Extract: Begin
In this case, we don’t intend for the code to appear in the documentation. Here, nbdev will document the function in textual form without directly including the code in the documentation.

Finally, we proceed to download the actual model artifacts:

#| exports
#| eval: false

download_model('models/en_fr/', 'Helsinki-NLP/opus-mt-en-fr')
download_model('models/fr_en/', 'Helsinki-NLP/opus-mt-fr-en')

This last code block is an interesting one that shows the flexibility of the code block directives, and their importance in the development flow. 

First, we do export the code to the codebase, and we show the two line of code in the documentation to help the user to understand how it works. But then we added an eval: false directive. Why? This is used to tell nbdev to not evaluate this code block when it tangles and weave the notebook file. Otherwise, this code would be executed, and the models artifacts would be downloaded which would add a lot of processing time and spend unnecessary bandwidth on the network. However, we want this code to appear in the codebase since the container will run that file to initialize the service with all the right models artifacts.
Extract: End
Available data: Begin
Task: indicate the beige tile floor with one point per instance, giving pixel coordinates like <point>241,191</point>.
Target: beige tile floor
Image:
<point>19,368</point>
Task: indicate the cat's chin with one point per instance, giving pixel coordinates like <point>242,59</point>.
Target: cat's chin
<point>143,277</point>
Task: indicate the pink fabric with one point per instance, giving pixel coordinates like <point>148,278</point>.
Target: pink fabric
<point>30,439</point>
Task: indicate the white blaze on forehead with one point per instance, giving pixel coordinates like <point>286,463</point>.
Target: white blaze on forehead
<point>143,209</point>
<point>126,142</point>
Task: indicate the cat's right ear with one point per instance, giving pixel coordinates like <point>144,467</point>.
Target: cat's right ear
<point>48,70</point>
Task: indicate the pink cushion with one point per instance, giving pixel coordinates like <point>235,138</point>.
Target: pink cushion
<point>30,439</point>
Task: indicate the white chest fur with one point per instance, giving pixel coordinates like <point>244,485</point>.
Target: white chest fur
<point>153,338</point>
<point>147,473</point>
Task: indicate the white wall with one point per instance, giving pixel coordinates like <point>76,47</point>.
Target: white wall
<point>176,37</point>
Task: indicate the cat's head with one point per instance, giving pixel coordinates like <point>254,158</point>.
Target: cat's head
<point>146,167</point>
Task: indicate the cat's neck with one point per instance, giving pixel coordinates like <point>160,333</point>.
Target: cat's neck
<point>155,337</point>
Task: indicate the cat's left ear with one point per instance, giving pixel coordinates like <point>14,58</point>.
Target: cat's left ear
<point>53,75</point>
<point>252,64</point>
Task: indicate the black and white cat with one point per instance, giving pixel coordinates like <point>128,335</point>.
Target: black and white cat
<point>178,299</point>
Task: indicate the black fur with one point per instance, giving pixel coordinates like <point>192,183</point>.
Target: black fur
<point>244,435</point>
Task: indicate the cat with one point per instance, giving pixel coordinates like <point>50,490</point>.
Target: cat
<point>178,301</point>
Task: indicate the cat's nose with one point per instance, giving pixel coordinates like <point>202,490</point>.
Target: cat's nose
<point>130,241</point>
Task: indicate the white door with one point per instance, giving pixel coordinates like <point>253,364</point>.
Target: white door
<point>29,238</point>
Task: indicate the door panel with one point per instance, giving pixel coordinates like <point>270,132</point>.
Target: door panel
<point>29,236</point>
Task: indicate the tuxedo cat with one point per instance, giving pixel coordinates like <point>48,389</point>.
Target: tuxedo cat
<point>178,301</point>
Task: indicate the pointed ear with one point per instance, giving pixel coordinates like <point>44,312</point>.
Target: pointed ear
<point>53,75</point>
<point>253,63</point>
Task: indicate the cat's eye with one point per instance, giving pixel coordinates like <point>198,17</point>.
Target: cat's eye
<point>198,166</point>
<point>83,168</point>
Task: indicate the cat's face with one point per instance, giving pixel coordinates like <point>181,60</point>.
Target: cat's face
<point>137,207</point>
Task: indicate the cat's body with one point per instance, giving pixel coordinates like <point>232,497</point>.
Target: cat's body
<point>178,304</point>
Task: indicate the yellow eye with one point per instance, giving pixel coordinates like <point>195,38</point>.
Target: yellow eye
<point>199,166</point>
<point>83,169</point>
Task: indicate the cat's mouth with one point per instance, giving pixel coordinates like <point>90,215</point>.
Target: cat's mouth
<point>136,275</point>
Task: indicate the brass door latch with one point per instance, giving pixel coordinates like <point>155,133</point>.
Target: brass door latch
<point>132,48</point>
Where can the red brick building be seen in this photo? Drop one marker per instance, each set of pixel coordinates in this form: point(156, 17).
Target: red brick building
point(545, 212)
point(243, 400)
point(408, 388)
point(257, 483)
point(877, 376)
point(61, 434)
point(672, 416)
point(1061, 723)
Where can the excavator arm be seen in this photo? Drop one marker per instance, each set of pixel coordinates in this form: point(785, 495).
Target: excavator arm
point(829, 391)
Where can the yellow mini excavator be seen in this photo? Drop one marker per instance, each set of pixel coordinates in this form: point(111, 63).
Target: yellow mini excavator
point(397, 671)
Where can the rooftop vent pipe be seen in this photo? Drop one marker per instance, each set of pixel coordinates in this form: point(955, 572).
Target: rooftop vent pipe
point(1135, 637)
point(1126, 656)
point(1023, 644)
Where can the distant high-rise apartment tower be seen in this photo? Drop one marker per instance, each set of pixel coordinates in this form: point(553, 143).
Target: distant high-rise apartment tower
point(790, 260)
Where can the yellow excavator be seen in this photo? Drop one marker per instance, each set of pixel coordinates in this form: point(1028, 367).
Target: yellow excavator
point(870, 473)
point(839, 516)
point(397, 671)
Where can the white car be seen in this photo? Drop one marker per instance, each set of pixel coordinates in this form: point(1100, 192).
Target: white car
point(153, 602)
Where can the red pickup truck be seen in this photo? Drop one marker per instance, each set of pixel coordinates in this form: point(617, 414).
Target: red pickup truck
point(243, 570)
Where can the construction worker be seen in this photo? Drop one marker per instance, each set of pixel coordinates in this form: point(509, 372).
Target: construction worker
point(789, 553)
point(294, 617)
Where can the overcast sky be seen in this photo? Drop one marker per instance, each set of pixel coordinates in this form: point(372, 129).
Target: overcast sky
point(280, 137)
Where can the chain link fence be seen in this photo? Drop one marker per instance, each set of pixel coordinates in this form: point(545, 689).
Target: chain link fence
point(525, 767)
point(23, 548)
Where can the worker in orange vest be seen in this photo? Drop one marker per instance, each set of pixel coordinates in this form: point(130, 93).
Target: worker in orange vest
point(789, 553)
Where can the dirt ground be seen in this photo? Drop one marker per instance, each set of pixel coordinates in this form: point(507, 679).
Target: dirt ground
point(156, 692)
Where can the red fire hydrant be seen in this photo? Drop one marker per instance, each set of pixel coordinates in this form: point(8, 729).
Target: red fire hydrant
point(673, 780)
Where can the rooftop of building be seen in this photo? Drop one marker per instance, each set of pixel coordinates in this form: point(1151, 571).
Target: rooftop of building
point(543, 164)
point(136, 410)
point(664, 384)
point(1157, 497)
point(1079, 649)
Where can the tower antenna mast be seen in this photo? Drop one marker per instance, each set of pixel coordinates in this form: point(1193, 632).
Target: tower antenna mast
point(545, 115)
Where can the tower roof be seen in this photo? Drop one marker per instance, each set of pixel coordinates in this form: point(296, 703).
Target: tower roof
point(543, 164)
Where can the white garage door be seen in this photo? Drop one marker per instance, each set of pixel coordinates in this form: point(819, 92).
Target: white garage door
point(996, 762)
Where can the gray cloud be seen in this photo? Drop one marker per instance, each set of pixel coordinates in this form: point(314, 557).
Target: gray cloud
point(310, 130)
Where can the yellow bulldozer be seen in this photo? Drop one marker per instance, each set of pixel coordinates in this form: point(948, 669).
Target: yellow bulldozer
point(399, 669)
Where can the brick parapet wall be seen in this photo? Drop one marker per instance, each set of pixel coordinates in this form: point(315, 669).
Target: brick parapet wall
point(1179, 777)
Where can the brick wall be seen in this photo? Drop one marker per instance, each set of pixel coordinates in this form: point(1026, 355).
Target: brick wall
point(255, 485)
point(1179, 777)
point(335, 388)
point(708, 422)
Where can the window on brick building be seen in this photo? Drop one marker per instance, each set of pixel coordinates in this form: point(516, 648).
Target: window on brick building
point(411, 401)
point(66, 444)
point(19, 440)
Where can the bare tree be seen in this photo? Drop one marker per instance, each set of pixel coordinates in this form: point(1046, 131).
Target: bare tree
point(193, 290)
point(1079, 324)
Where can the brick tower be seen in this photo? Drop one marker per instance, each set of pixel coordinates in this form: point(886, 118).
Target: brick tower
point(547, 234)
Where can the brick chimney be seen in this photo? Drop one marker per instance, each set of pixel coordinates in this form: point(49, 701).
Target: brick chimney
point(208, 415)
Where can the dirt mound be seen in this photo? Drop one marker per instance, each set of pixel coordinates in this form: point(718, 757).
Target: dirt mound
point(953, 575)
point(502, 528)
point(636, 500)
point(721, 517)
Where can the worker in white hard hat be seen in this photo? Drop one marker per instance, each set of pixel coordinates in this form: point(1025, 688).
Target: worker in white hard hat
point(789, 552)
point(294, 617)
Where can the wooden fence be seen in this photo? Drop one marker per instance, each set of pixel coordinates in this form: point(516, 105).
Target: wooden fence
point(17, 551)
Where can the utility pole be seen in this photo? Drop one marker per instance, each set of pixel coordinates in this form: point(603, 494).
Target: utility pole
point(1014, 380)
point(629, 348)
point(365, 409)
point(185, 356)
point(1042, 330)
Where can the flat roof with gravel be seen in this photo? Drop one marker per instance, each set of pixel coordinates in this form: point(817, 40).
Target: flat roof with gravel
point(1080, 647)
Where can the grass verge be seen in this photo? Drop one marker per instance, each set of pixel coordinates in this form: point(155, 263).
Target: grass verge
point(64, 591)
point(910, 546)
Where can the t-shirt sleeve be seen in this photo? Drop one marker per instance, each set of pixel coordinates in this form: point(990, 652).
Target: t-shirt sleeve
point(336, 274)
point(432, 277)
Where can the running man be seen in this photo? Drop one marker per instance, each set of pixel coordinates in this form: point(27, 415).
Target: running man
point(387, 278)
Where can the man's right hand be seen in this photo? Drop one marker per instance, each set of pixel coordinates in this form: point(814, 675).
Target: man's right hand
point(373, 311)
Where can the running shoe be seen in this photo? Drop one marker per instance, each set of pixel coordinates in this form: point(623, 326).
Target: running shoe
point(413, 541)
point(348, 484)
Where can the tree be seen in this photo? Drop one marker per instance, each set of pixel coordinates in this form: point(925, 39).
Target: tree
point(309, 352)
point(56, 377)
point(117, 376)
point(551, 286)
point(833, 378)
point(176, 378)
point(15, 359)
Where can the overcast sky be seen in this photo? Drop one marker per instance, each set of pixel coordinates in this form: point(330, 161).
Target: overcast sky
Available data: End
-- Instructions to follow --
Answer these questions from the nbdev passage:
(a) Which two model names are passed to download_model?
(b) Which directive tells nbdev not to evaluate a code block?
(c) According to the passage, why should the download code still appear in the codebase?

-- The completed task --
(a) 'Helsinki-NLP/opus-mt-en-fr' and 'Helsinki-NLP/opus-mt-fr-en'
(b) eval: false
(c) The container will run that file to initialize the service with all the right model artifacts.